(Collected data)
*** Block opens ***
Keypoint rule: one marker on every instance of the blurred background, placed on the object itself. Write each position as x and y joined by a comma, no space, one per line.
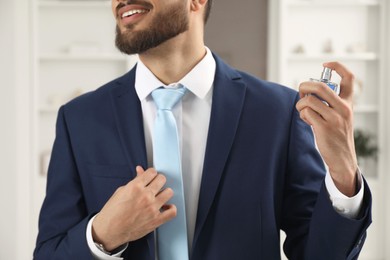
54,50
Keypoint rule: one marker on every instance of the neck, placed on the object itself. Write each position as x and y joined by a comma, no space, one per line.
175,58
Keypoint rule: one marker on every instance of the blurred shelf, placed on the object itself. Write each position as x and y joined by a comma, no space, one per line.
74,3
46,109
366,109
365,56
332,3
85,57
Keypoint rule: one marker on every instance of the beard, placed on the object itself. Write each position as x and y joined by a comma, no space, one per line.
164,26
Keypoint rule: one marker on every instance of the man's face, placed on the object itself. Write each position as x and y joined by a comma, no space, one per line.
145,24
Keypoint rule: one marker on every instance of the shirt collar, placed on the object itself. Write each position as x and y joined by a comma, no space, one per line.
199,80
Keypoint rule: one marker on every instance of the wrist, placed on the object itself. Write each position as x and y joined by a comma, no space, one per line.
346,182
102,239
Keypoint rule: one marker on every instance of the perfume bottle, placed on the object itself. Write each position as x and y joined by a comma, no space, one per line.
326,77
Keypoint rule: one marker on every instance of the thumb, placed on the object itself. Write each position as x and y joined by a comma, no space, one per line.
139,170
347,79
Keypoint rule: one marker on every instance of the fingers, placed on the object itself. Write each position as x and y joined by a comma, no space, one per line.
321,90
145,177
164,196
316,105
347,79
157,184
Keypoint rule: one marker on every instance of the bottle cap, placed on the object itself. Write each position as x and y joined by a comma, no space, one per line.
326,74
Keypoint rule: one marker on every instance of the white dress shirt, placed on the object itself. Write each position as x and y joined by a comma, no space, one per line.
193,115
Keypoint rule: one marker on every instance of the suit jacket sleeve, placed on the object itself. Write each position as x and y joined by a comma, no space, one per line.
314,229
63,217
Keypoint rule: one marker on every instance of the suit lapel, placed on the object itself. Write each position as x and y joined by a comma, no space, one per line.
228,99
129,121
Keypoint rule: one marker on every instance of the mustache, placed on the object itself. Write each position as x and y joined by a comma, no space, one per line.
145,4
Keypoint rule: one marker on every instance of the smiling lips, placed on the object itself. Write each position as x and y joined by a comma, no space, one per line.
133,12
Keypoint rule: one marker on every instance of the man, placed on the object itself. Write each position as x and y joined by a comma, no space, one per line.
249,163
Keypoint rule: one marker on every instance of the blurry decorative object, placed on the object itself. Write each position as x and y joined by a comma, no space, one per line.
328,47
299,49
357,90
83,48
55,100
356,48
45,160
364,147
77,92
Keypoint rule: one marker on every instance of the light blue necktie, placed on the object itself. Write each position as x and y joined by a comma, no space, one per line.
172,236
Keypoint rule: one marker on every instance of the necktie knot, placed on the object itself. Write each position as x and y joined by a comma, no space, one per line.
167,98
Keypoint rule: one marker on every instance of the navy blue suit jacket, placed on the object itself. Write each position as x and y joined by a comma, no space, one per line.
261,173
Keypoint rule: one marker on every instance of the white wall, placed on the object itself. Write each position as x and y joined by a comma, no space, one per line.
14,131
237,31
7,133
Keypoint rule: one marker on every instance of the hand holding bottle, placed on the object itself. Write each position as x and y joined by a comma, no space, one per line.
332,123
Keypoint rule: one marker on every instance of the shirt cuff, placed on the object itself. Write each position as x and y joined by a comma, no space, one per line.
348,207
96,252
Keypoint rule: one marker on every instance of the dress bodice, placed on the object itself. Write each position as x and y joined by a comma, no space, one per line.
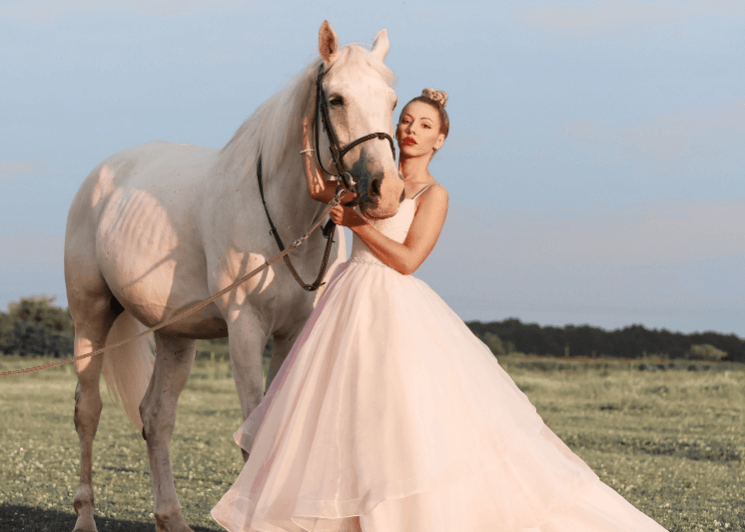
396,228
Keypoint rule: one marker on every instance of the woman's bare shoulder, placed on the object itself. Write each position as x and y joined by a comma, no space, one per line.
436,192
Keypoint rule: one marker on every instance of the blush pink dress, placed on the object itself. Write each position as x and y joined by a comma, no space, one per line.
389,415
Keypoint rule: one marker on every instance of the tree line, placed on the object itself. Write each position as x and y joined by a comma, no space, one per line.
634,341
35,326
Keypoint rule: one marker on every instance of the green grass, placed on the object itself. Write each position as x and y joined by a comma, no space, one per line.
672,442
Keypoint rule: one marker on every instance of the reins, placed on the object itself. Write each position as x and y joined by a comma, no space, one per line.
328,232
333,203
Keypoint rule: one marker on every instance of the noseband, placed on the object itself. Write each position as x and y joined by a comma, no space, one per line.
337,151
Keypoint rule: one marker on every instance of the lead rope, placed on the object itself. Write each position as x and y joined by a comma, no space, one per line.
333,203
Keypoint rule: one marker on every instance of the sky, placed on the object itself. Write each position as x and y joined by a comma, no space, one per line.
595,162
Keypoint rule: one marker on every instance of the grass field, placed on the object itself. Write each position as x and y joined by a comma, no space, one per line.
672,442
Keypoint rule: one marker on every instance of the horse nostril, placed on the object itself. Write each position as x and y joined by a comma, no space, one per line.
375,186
*** Block closes ***
→ What the task requires:
With the pictures omitted, print each line of the data above precisely as given.

→ Solved problem:
Keypoint rule: one marker on every instance of the blurred background, placed on the object itself. Write each position as x and y joined by a comma, no space, one per line.
54,50
Keypoint rule: one marker on every instance of the neck, placed on the object itself. Write each position as x and y joined by a comma, no space, one per line.
175,58
Keypoint rule: one marker on every instance of the blurred shelf, placed on the object itself. Write each position as x and y joined by a comma, no space, one per line.
74,3
46,109
366,109
365,56
332,3
85,57
Keypoint rule: one marker on every instance of the beard, placed on the object itself. Write each position as x and y joined by a comma, no space, one per line.
164,26
Keypoint rule: one marker on every instance of the man's face, placed on the object itself. Write each position as x and y joined by a comma, no space, one per line.
145,24
Keypoint rule: one marker on every instance of the shirt collar, placed on the object itself. Write each position as x and y joined by a comma, no space, one per line.
199,80
Keypoint rule: one marker on every instance of the wrist, placed on the object itself. Write each position as x and y joined by a comma, no space, one per line.
346,182
102,239
Keypoint rule: one marker on every instance of the perfume bottle, placed on the object itself. Write each position as x and y joined by a comma, no space, one per line.
326,77
Keypoint rule: one marker on every instance of the thumb, placed on the object itself. Write each position as x and y joined by a comma, no space, one per line.
139,170
347,79
Keypoint rule: one marker on every instance of the fingers, placed on the object itself. Write each position as x and y joined by a comma, no space, one per line.
321,90
145,177
164,196
316,105
347,79
157,184
Keypoint rule: one marker on every instance of the bottle cap, placed on the object itself. Write each position as x and y joined by a comma, no space, one per line.
326,74
Keypoint rule: one marker on every instance of the white dress shirt, placed on the object itself. Write each position as x and y joined by a comma, no space, one per line.
193,115
Keypoint rule: one marker on every instance of the suit jacket sleeve, placed on the object itself. Write each position as x and y joined by a comma, no space, one per line.
314,229
63,217
Keypoint rule: one marker on every instance of the suit lapel, placed on the object itself. Write each position as x and y joined by a comma, no space, one per line.
228,99
129,121
Keypoint rule: one marker on every instance of the mustache, placed on the object itself. Write each position as x and y joined by a comma, no space, one per line.
145,4
Keypoint rule: one marker on every instance of the smiling lips, placed on the object itself. Write each position as x and y joined by a comma, no space, one per line.
133,12
Keypoint rule: one marker on every instance of the man, placed on the object itself. Write each position as x and y joined by a comma, no space, one per line.
249,163
Keypoint rule: one marker on every instance of the blurry decorative object, placed on the object itself. Write each position as x and y joined by a comma, no space, one per line.
328,47
299,49
357,90
83,48
55,100
356,48
45,160
364,147
77,92
Keypoint rule: one marker on every instance of the light blue necktie, placed on the object itself. Write each position as x and y joined by a comma, no space, one per line.
172,236
Keypoint rule: one marker on every instance of the necktie knot, placed on the object itself. Write each position as x and y joined by a comma, no space, one per line.
167,98
Keypoint rule: one marker on every instance of the navy blue suit jacket, placed on the object itself. Write each position as x and y joined by a comma, no space, one per line.
261,173
Keypoint rule: one marker on every instance of the white wall, placed on the object itself. Write each position as x and y joined by a comma, no space, one per line.
14,131
237,31
7,133
Keypoint rule: one marker on every instance of the hand holding bottle, placed on the object itself. Write each position as x and y joined by a comma, no space, one per line.
332,123
Keypoint rule: one marker on every instance of the shirt cuff, placed on the object itself. Write each position as x and y joined by a comma, no space, one per line.
348,207
96,252
Keypoint rule: one marker on every instance of the dress bodice, placed on the object itself. Write each position as x and y joined by a comma, no space, one per line.
396,228
Keypoint rule: one marker on every instance of the woman's bare shoulder, placed on the object itself. Write each position as x and y joined by a comma, no space, one per line.
436,192
Keypoint rule: one marker on every instance of the blush pink dress, placed on the object itself. Write each position as x and y joined by a comma, no space, one per line.
389,415
Keypoint rule: one marker on every instance of the tree line, placed on the object itself. Write each position as x and y joined by a comma, no space, one per line.
634,341
35,326
Keypoint rule: one marker on every instance of the green grass, placed on the object itself. Write each position as x and y joined by a comma, no space, one per line.
672,442
Keypoint rule: one marker on every instance of the reins, placed on the object itself. Write each position as x and y joined by a comma, no space, one per line.
328,232
333,203
Keypoint rule: one marker on every instance of the noseband, placed on the object itself. Write each position as x and y joined by a comma, no space, one per line.
337,151
Keypoint rule: one marker on every instance of the lead rope, placed on the object itself. Write each position as x and y joined by a comma, no space, one per line.
333,203
Keypoint rule: one marker on every instance of the sky, placed on the object itself. Write each position as x and y joined by a comma, no space, one per line.
595,162
Keypoint rule: one marker on every instance of the grass field, placed on the object itself. Write each position as x and y joined by a comma, no space, one per line.
672,442
Keypoint rule: one marker on every instance of the horse nostril, placed on the object itself. Write each position as x and y joined by a comma, no space, one per line.
375,186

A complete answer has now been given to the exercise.